## Start

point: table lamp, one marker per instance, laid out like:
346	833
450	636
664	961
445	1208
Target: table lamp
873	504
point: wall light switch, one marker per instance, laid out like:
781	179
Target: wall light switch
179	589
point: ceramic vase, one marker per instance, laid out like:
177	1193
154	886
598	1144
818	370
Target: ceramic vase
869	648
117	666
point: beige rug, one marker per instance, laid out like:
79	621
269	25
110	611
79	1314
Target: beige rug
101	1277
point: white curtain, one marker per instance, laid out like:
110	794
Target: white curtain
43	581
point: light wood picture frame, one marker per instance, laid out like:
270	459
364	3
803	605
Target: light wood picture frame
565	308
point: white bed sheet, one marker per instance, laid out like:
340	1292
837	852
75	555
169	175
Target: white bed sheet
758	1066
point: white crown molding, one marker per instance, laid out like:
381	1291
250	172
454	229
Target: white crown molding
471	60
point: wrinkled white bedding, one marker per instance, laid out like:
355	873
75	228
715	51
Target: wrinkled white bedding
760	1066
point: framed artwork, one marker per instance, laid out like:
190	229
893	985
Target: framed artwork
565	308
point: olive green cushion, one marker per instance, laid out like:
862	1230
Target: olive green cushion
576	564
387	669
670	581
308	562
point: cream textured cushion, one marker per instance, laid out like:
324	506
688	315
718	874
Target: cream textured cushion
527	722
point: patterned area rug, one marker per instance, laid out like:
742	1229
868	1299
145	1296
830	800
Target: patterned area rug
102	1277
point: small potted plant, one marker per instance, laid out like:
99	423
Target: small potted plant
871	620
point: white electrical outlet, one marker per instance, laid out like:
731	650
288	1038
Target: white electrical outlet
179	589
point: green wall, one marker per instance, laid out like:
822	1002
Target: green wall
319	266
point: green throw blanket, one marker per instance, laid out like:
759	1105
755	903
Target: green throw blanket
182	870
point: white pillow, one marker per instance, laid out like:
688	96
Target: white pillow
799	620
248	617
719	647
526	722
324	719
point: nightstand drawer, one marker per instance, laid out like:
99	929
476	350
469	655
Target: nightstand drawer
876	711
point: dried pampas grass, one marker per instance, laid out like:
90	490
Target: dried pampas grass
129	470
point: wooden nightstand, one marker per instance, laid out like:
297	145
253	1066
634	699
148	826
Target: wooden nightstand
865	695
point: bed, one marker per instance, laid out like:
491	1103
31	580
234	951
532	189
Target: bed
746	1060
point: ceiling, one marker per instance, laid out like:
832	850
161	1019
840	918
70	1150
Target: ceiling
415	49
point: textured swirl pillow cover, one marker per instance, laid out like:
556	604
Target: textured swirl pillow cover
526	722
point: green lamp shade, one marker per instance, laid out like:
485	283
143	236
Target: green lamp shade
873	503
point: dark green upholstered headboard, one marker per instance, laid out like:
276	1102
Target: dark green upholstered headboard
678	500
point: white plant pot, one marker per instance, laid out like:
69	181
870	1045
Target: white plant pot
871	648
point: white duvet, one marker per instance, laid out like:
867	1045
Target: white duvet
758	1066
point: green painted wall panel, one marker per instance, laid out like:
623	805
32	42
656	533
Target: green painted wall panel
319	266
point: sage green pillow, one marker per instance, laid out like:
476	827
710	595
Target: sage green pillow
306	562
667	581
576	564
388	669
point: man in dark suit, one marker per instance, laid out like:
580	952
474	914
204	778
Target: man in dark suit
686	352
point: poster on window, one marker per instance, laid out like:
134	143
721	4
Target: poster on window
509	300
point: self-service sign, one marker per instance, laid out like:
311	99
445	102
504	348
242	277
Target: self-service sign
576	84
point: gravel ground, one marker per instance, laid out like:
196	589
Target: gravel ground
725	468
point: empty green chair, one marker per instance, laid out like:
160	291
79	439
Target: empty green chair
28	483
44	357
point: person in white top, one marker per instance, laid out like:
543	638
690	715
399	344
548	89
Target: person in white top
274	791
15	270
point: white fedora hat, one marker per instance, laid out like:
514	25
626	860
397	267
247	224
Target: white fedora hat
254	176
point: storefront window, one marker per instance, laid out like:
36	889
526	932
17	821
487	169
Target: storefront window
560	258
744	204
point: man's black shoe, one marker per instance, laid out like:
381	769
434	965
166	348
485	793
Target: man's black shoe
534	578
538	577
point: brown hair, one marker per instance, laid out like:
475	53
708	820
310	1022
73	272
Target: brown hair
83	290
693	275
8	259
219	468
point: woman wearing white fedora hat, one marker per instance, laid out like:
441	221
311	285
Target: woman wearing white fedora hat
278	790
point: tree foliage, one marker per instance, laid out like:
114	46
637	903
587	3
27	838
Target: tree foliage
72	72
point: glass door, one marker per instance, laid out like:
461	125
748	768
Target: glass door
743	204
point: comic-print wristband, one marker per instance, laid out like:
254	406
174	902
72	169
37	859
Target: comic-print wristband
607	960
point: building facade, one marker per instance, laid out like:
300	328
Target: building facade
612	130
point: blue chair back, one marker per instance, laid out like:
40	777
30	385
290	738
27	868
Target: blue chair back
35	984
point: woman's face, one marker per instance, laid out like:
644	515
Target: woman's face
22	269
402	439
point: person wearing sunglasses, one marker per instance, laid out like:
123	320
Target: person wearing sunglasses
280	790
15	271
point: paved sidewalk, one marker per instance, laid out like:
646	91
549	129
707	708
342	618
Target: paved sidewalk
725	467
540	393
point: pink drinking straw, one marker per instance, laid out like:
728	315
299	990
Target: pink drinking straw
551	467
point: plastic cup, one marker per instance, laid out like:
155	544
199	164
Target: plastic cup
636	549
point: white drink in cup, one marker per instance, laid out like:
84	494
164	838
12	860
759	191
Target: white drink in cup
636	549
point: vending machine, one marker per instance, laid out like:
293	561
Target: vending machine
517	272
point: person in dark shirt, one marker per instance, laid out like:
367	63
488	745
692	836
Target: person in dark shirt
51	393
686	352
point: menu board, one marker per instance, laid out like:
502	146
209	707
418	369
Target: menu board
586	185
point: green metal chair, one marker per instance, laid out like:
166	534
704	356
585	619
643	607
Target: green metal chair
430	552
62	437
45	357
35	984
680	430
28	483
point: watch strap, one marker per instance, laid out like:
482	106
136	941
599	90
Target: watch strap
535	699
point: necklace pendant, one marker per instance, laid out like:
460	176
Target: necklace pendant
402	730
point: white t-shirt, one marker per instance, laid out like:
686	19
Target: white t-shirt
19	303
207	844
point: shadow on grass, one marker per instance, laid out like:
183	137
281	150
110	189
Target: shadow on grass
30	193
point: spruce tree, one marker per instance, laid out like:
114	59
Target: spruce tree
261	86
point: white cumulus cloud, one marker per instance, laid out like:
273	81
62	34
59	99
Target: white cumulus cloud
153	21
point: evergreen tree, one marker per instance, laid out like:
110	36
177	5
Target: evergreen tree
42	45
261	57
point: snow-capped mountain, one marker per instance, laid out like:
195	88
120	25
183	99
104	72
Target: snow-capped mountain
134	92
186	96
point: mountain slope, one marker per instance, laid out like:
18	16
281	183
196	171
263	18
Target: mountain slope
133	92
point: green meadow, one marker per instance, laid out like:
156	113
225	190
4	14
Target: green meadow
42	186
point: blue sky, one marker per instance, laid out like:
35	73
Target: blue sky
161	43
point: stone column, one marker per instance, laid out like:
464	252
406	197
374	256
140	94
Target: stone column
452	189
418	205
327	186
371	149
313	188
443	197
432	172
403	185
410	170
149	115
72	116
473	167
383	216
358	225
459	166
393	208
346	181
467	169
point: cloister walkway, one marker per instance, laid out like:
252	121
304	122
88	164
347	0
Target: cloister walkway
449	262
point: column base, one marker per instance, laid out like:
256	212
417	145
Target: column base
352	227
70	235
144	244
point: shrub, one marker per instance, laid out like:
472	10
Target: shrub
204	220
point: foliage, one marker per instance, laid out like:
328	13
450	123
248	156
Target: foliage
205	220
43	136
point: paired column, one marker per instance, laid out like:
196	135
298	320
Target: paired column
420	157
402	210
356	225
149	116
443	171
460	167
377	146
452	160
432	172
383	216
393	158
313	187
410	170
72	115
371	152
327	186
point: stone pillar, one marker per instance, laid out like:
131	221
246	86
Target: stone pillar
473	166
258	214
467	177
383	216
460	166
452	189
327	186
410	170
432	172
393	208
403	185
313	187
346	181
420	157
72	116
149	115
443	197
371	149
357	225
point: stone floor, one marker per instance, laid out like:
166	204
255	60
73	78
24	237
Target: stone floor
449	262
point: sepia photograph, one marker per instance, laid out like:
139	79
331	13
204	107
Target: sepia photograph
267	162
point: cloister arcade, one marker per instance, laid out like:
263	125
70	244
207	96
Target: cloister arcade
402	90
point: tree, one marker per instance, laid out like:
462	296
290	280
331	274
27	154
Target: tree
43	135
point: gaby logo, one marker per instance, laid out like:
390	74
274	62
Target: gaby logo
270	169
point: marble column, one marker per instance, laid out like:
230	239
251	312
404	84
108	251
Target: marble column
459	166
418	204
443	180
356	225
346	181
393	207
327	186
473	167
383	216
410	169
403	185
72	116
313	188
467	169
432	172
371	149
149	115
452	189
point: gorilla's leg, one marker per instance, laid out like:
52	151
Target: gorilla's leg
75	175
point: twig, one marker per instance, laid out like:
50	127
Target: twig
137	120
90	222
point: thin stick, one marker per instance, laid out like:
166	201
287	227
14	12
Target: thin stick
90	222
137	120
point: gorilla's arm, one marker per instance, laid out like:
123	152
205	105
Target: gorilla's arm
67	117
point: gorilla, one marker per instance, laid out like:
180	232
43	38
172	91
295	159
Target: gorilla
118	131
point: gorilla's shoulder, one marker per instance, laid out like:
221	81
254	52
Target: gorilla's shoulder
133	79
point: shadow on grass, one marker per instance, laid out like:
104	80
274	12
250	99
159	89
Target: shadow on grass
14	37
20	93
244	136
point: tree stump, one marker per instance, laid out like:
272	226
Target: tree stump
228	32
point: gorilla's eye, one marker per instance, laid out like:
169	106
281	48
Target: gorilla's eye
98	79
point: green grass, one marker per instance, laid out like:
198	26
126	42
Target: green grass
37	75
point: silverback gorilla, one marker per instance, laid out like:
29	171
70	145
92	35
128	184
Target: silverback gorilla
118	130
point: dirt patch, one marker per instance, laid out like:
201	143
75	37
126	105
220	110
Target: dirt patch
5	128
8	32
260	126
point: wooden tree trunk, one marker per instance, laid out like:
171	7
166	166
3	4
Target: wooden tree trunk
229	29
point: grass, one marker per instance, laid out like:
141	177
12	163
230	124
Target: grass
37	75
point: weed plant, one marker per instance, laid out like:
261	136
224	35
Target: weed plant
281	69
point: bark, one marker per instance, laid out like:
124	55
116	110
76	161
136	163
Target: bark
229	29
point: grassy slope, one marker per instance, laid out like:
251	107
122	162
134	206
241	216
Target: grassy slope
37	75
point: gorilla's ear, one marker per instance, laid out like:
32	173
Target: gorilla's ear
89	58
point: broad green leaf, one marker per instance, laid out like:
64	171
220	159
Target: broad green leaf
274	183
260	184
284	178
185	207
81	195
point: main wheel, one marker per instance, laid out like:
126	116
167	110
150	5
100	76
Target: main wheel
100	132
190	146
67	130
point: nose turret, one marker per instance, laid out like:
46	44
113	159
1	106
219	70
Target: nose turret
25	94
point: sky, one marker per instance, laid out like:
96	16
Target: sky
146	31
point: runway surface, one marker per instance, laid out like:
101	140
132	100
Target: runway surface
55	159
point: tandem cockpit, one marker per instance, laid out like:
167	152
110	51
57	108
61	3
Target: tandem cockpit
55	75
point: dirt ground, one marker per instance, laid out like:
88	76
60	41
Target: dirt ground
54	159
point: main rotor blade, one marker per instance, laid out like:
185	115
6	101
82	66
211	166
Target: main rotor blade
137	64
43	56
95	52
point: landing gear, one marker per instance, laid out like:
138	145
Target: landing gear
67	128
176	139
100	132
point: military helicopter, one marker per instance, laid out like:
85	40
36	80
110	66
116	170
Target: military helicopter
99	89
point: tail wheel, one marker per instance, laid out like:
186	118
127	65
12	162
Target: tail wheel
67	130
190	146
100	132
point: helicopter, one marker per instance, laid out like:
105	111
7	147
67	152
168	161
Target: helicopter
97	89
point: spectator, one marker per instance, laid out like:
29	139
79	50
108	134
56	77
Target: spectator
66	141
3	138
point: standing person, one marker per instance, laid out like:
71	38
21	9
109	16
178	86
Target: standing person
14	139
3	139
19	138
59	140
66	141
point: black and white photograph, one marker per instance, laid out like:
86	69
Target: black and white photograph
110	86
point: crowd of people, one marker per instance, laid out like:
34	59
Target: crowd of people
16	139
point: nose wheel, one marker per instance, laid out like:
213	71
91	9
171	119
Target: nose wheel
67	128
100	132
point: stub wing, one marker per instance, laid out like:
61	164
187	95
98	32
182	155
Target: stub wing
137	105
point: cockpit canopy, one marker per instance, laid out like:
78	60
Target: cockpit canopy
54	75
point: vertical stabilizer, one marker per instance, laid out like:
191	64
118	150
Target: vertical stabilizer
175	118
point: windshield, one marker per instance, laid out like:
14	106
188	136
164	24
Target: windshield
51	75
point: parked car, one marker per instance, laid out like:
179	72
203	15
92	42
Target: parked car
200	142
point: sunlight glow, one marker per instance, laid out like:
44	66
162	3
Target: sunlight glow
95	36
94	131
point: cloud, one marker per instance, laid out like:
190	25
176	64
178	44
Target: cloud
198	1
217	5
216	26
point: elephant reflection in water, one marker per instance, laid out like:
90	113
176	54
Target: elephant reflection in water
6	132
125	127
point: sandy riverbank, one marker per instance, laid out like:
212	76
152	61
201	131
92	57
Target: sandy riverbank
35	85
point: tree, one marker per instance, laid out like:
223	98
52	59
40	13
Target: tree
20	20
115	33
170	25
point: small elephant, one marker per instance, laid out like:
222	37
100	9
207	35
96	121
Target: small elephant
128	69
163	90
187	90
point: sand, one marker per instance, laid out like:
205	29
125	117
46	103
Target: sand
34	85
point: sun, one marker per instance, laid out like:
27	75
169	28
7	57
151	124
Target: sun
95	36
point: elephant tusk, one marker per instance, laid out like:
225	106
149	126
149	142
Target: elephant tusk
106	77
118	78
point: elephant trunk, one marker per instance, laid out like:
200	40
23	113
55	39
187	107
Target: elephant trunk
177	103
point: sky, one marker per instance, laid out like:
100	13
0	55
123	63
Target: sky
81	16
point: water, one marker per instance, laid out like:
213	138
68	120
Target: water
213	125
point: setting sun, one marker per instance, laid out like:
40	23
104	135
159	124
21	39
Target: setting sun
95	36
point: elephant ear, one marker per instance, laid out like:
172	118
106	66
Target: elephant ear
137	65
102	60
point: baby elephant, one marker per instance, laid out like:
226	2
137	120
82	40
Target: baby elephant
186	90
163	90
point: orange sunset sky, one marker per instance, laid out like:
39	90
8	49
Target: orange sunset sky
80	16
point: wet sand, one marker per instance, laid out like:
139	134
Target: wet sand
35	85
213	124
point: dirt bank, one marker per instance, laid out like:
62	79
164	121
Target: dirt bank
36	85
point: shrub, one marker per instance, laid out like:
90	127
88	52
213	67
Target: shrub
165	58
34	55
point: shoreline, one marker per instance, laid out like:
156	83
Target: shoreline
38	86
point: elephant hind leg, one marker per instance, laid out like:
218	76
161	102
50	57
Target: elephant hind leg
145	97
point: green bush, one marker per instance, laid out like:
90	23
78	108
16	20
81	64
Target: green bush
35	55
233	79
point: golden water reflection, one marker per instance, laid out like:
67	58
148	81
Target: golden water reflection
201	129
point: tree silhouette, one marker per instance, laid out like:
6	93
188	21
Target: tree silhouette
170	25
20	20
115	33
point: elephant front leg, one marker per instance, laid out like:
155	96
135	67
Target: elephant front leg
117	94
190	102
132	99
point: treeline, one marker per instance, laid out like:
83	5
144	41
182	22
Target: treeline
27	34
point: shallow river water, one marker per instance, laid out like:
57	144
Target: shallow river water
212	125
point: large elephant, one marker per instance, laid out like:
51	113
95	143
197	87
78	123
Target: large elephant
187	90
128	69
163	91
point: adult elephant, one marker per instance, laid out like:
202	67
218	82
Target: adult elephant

## End

## The exercise:
In the listing above, find the line containing "point: golden water", then reproduce it and each line after it through the end, exactly and with nothing added.

## Right answer:
point: golden water reflection, one marker per instance, laid out like:
67	58
148	81
Target: golden water reflection
201	129
point: tree silhouette, one marker per instance, laid out like:
6	93
188	21
Target: tree silhouette
170	25
20	20
115	33
point: elephant front leg, one marker per instance, laid out like:
155	96
135	67
Target: elephant front leg
117	94
190	102
132	99
point: treeline, one marker per instance, laid out like:
83	5
144	41
182	22
Target: treeline
27	34
point: shallow river water, one marker per instance, laid out like:
57	144
Target: shallow river water
212	125
point: large elephant, one marker per instance, laid out like:
51	113
95	143
197	87
78	123
Target: large elephant
187	90
128	69
163	91
point: adult elephant, one marker per instance, laid out like:
202	67
218	82
Target: adult elephant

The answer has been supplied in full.